(Görevin kapsamı): Lütfen kanun üzerine yapılan konuşmadan, "Şimdi, bu kanunun" sözcüklerini içeren yerle açılıp "bir temel kanundur." ile kapanan kısmı hiç değiştirmeden yeniden yazın.

(Okunacak metin):
-=-=-

Hükûmetin izahta zorlandığı hâllerde
sarıldığı bir sihirli değnek olarak Avrupa
Birliği gerekçesi ya da Avrupa Birliği uyumu bu kanunda da
tekrarlanmıştır. Nasıl Vakıflar Kanunu ile ilgili bir
Avrupa Birliği müktesebatı yok iken, Avrupa Birliğinin üyesi
olan Yunanistanda bu Mecliste görüşülen Vakıflar Kanunuyla ilgili bir
mevzuat kabul edilmiş ve oradaki evladı fatihandan kalan Osmanlı
vakıfları için Yunan Hükûmeti ve Parlamentosu Osmanlı
vakıfları yaşayabilir ancak benim istediğim kadar, ancak
benim istediğim şartlarda. anlamına gelebilecek bir
anlayışla bir vakıf kanunu düzenlemişti. İşte O
vakıf kanununun mütekabiliyet ilkesine göre burada
aynısının çıkması lazım. diye ifade
ettiğimizde Biz büyük milletiz, biz önder milletiz, biz bir adım
önde gideriz. gibi bir anlayışla tam bir teslimiyet kanunu
çıkarılmıştı. İşte, bu kanun da öyle bir
teslimiyet kanunu olacaktır. Aynen Ceza Kanununda olduğu gibi,
Böyle bir müktesebat yoktur, ceza hukukunun ilkeleri vardır.
denilmişti, çıkarıldı. Çıkarıldıktan sonra
Ceza Kanunun daha yürürlüğe girmeden yüzde 15i değiştirildi.
Cumhuriyet tarihinde hiçbir kanun yürürlüğe girdikten üç yıl sonra
beş defa değişikliğe uğramamıştır.
Şimdi, bu kanunun da, eğer AKP dayatmasıyla
çıkarılacak ise, yürürlüğe girer girmez en az yarısı
değişecektir. Dolayısıyla, aceleye gerek yoktur değerli
arkadaşlarım, bu bir temel kanundur.

-=-=-

(Bir koleksiyondan alınan veriler)
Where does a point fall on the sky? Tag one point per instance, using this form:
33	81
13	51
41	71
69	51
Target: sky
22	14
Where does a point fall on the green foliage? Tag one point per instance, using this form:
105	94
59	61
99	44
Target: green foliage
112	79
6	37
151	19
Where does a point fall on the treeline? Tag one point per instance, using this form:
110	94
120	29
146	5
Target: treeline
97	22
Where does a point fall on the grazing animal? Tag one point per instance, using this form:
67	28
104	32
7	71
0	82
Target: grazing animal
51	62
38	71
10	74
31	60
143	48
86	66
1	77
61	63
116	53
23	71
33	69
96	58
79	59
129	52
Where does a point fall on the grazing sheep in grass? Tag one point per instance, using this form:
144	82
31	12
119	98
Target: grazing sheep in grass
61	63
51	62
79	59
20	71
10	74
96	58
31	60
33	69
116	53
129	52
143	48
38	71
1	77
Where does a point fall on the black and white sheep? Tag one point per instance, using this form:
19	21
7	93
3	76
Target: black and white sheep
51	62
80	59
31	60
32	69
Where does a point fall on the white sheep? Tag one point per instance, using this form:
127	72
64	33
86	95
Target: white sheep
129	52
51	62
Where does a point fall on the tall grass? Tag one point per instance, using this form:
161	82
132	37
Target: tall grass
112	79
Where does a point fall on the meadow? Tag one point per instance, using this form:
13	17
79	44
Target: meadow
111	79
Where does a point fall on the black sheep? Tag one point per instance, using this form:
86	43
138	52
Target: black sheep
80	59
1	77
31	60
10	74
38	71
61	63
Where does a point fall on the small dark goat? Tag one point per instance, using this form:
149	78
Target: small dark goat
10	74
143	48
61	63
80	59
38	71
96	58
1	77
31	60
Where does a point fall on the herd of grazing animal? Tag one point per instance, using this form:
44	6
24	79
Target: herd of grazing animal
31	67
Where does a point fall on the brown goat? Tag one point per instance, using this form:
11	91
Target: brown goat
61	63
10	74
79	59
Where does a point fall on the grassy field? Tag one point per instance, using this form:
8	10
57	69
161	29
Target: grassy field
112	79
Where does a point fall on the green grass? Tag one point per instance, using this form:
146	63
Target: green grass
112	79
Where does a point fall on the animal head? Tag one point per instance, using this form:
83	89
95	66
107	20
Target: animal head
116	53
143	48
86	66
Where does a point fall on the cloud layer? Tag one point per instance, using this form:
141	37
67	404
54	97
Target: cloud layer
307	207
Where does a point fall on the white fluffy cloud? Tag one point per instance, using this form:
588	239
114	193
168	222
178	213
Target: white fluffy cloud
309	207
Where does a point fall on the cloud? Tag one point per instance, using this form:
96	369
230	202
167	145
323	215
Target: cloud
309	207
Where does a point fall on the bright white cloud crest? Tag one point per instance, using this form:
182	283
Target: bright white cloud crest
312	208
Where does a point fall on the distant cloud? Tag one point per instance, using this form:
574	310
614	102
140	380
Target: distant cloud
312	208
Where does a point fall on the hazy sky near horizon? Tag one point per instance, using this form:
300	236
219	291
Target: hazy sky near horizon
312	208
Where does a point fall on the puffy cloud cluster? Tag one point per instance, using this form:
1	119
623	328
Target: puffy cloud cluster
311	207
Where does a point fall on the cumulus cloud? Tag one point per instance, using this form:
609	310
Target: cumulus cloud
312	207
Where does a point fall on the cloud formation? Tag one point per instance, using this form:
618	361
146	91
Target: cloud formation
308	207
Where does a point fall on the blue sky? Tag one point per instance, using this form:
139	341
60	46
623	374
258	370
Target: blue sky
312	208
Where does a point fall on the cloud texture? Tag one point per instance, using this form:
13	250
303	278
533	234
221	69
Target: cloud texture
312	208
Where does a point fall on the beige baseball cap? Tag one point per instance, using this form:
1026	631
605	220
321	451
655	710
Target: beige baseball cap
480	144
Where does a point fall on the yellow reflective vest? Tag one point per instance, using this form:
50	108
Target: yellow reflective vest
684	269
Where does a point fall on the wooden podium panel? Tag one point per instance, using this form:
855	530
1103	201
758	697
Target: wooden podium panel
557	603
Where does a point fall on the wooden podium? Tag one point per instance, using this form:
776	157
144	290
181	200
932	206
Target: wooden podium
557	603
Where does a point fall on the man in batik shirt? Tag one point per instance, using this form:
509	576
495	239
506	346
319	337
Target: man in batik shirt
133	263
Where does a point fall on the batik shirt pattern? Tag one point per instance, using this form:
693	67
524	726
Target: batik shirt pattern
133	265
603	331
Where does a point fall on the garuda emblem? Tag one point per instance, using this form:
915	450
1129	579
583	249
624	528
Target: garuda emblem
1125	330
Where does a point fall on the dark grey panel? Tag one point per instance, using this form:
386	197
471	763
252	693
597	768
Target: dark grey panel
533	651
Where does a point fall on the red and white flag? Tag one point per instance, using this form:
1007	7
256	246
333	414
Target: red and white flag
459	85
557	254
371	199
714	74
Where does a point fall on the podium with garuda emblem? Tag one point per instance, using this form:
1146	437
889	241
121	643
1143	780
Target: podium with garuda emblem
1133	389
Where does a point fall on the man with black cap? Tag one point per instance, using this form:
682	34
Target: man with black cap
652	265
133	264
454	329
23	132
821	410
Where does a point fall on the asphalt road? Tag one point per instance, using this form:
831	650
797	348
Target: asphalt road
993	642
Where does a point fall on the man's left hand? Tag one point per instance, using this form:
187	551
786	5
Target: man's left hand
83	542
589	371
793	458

-=-=-

(Görev çıktısı):
Şimdi, bu kanunun da, eğer AKP dayatmasıyla
çıkarılacak ise, yürürlüğe girer girmez en az yarısı
değişecektir. Dolayısıyla, aceleye gerek yoktur değerli
arkadaşlarım, bu bir temel kanundur.